SUPPLIED MATERIAL:
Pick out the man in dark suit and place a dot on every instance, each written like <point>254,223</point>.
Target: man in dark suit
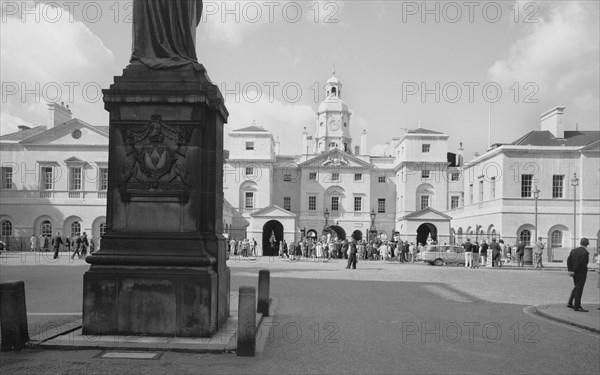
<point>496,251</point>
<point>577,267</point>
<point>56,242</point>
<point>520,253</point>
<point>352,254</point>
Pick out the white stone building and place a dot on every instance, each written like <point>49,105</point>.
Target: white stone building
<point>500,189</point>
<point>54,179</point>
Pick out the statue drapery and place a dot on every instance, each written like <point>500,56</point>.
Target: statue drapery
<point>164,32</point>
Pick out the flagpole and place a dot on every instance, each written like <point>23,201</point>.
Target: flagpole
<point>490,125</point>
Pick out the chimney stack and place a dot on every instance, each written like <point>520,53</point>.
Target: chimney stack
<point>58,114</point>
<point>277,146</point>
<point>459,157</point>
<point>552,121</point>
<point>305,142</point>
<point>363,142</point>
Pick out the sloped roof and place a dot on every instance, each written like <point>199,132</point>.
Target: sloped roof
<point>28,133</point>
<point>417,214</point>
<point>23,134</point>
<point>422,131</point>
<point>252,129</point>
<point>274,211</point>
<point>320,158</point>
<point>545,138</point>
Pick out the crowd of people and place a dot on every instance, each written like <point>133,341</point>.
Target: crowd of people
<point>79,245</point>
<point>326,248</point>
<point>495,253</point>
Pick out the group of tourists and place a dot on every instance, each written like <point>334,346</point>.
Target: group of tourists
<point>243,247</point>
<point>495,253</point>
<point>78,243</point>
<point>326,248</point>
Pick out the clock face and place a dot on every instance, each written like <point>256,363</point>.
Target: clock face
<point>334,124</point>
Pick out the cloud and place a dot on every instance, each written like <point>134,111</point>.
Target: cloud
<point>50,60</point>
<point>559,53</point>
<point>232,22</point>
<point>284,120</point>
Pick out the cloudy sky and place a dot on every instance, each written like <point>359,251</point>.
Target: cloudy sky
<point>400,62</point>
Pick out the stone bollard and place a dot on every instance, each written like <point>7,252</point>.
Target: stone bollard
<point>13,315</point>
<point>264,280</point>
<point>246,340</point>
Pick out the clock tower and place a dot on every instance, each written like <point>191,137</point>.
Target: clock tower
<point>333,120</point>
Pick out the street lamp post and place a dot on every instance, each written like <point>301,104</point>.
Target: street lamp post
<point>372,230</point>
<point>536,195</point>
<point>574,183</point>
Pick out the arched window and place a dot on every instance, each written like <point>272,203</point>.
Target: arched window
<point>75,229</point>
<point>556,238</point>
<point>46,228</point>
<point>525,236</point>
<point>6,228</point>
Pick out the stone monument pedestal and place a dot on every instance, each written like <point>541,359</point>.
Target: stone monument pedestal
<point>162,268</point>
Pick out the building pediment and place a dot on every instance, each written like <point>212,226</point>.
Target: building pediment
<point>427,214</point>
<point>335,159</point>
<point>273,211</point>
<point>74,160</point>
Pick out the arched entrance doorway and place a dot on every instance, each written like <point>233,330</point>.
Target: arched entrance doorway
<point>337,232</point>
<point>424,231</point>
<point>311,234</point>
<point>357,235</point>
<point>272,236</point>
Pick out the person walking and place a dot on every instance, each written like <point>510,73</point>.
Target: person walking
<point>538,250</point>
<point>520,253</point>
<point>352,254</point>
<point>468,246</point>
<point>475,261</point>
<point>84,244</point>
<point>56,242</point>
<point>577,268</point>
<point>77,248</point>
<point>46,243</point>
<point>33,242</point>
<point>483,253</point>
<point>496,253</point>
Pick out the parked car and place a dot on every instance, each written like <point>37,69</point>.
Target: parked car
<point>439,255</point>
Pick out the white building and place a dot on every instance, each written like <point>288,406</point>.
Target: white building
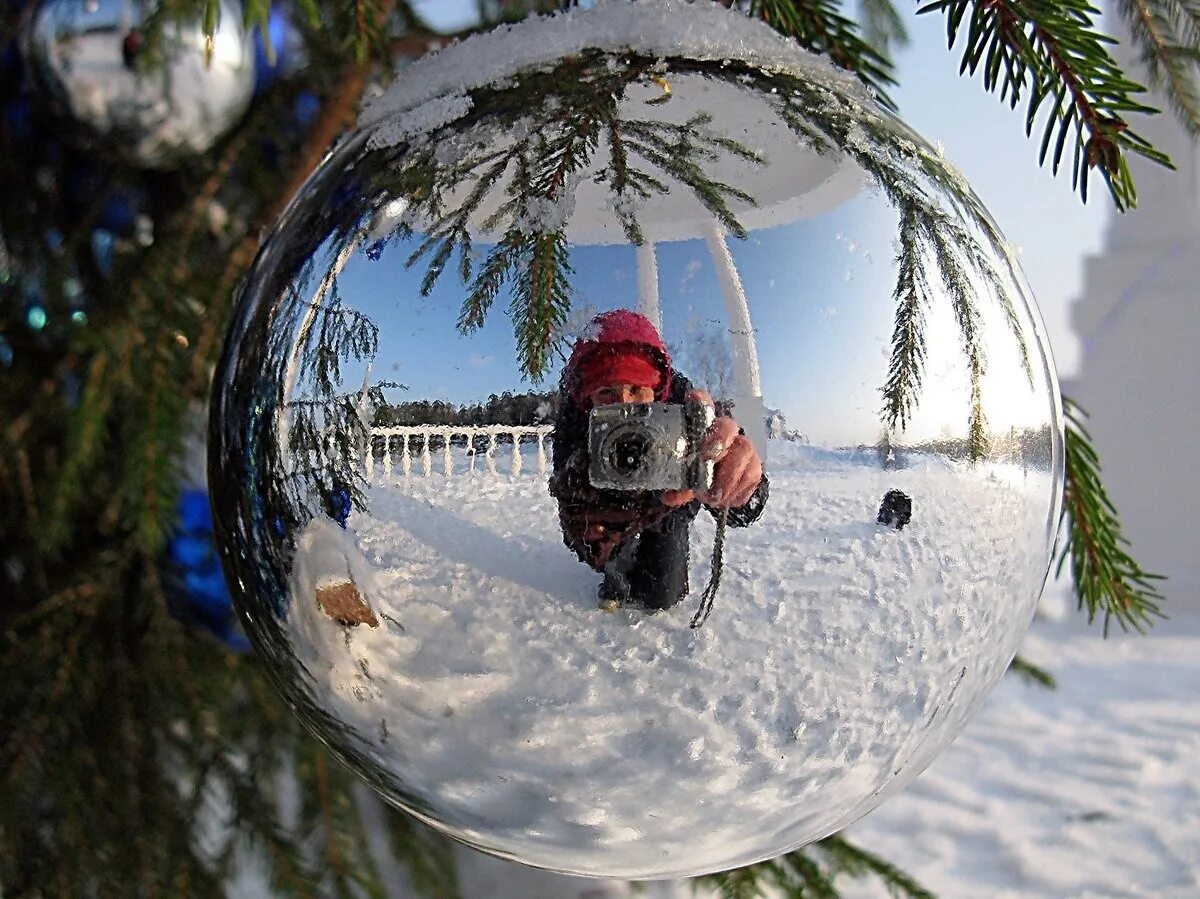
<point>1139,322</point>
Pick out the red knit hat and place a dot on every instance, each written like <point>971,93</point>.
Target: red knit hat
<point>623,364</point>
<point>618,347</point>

YOUR TASK:
Quote exactly the lines from the line that contains "Pick out the white building" through the last line of the listing, please, leaving out all pictures.

REPLY:
Pick out the white building and place a dot on every instance, each written like <point>288,406</point>.
Target: white building
<point>1139,322</point>
Pick out the red knit hat and place a dot on every instance, each written like <point>971,93</point>.
Target: red knit hat
<point>623,364</point>
<point>618,347</point>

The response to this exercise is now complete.